__DIRECTIONS FOR THIS TASK__
Pick up the polymorphicWindows documentation right after its final parameter entry and continue writing it in the same style.

DOCUMENT start

6.8 polymorphicWindows

Identifying windows for which samples are polymorphic

polymorphicWindows is used to identify polymorphic sites in the samples.

6.8.1 Input

Required inputs :

--vcf Input_VCF_file.vcf.gz Input VCF file.

Optional inputs :

  • None

Specific Parameters :

--limitLines integer_value To limit amount of lines to be read from VCF file. Default = Will parse entire VCF.
--regions \*.bed To limit analysis to regions defined in BED file. Default = Will parse entire VCF.
--filterDepth integer_value,integer_value To keep only the samples with indicated sample depth (inclusive). Default = Will keep all sites regardless of depth.
--maxMissing numeric_value To filter out sites which has more than the indicated data fraction missing. numeric_value must be between 0 and 1 (inclusive). Default = keep sites regardless of missingness.
--minMAF numeric_value To keep only sites for which minor allele frequency is at the least the indicated number. Default = all sites are kept regardless of minor allele frequency.

DOCUMENT end
SUPPLIED MATERIAL start

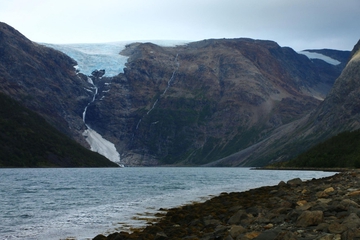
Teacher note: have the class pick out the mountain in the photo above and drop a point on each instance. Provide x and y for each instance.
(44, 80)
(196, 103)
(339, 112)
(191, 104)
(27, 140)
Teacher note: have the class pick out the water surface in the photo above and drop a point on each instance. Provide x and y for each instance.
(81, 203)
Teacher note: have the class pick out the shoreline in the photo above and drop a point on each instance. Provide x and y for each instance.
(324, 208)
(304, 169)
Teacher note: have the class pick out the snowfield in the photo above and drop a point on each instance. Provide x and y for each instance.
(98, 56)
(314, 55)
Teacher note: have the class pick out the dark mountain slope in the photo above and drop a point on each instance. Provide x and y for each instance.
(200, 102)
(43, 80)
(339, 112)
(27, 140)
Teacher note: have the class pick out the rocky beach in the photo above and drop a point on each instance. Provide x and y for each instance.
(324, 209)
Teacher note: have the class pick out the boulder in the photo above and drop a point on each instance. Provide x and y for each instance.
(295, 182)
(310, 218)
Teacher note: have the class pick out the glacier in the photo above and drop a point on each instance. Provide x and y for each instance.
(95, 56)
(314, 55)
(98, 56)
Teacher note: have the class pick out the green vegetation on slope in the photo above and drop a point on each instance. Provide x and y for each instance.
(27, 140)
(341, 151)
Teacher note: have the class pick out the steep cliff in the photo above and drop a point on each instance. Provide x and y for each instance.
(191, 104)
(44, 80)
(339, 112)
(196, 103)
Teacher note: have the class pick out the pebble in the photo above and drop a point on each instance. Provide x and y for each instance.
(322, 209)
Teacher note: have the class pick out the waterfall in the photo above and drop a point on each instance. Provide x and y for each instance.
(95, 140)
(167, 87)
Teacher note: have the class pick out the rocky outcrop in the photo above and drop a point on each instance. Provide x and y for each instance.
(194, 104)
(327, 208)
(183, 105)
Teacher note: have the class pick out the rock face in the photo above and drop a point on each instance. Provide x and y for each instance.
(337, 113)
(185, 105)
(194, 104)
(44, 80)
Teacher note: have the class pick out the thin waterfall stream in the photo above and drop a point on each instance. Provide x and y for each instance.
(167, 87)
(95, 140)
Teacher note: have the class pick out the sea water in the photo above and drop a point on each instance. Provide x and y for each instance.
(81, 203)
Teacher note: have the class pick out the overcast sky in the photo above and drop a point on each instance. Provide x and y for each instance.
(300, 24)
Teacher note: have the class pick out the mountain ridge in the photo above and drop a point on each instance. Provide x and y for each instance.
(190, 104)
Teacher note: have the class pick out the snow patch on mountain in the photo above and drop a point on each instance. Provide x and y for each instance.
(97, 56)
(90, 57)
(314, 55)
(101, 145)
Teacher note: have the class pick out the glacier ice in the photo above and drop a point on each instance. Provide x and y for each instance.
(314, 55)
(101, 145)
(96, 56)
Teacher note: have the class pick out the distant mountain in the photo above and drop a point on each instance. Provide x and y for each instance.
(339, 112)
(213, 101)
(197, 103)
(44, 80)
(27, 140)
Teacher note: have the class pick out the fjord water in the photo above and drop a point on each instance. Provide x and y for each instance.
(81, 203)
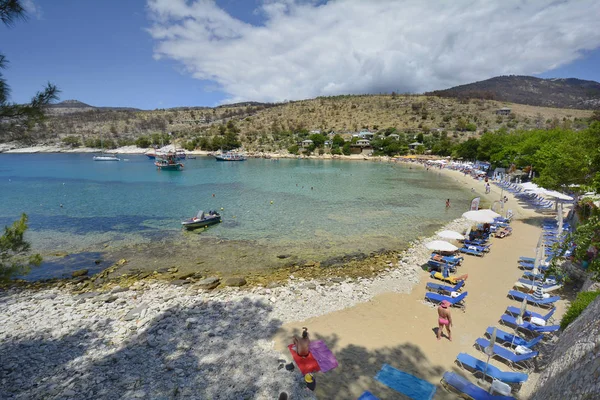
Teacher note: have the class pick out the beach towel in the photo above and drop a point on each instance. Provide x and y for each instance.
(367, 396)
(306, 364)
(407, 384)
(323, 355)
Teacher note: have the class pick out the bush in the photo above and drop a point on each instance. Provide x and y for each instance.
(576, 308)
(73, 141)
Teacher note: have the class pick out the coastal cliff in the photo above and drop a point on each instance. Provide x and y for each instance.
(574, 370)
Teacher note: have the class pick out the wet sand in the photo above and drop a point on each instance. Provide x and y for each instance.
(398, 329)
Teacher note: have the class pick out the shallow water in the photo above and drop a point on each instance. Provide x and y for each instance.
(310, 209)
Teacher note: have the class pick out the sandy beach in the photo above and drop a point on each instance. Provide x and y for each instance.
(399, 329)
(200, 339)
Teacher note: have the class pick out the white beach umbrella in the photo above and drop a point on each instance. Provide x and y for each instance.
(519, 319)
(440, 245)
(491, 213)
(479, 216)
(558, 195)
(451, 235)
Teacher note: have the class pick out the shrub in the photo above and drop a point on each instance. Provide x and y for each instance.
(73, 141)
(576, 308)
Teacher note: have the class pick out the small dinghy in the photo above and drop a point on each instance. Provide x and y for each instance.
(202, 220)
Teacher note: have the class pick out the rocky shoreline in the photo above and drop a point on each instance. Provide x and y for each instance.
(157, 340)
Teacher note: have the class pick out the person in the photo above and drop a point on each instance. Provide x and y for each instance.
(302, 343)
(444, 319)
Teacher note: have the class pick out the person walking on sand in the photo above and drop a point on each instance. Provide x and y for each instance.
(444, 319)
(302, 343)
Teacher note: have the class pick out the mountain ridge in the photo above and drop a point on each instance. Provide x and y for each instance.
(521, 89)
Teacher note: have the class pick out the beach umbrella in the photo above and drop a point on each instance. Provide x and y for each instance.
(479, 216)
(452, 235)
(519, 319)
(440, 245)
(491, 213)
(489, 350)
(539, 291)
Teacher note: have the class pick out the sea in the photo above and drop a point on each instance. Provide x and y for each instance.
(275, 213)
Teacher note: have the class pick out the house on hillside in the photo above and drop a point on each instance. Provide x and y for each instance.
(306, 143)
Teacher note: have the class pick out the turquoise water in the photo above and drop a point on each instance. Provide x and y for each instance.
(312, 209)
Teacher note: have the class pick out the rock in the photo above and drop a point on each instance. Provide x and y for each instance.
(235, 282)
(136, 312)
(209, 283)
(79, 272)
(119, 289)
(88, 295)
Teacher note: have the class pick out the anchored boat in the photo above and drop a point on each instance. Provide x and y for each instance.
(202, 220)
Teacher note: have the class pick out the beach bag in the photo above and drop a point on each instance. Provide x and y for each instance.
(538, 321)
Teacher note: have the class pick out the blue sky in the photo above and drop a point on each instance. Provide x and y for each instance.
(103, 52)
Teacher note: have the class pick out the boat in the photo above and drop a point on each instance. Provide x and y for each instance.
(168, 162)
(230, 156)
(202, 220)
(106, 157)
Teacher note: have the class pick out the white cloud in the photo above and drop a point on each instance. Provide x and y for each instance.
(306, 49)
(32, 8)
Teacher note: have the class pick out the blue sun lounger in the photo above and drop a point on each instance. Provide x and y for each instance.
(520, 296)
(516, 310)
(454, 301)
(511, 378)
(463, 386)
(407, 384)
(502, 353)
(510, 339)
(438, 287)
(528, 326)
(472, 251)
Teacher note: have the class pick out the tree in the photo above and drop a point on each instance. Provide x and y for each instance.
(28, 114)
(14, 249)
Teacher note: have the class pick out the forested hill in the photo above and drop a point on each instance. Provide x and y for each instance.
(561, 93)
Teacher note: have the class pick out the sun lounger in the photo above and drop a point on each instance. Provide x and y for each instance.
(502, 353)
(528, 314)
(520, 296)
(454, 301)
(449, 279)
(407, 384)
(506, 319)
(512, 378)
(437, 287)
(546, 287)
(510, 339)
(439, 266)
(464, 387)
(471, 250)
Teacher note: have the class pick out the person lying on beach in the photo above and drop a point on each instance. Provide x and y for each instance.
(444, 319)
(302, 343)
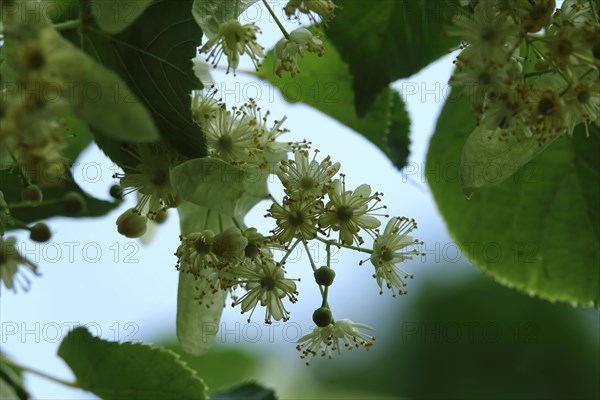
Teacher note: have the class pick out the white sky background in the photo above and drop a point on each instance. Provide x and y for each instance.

SUPPLIED MATERIAL end

__THE RESULT__
--minVarQual numeric_value To only store sites with minimum variant quality as indicated or more. Default = Will keep sites regardless of their variant quality.
--chr or '--limitChr' To keep only specified chromosomes. Default = Will keep all chromosomes.
  • See Filter parameters to apply specific filters for bases, reads and parsing window setting.

Engine parameters that are common to all tasks can be found here.

6.8.2 Output

*_polymorphicWindows.txt.gz Text file

6.8.3 Usage Example

#! /bin/bash

. $(dirname $0)/find_atlas
. $(dirname $0)/simulate_vcf --sampleSize 11 --fixedSeed 181

echo "chr1 1000 10000" > bed.bed
echo "chr2 2 3" >> bed.bed
echo "chr3 0 10" >> bed.bed
echo "chr3 100 110" >> bed.bed
echo "chr3 200 210" >> bed.bed
echo "chr3 300 310" >> bed.bed
echo "chr3 400 410" >> bed.bed
echo "chr3 500 510" >> bed.bed

out="polymorphicWindows"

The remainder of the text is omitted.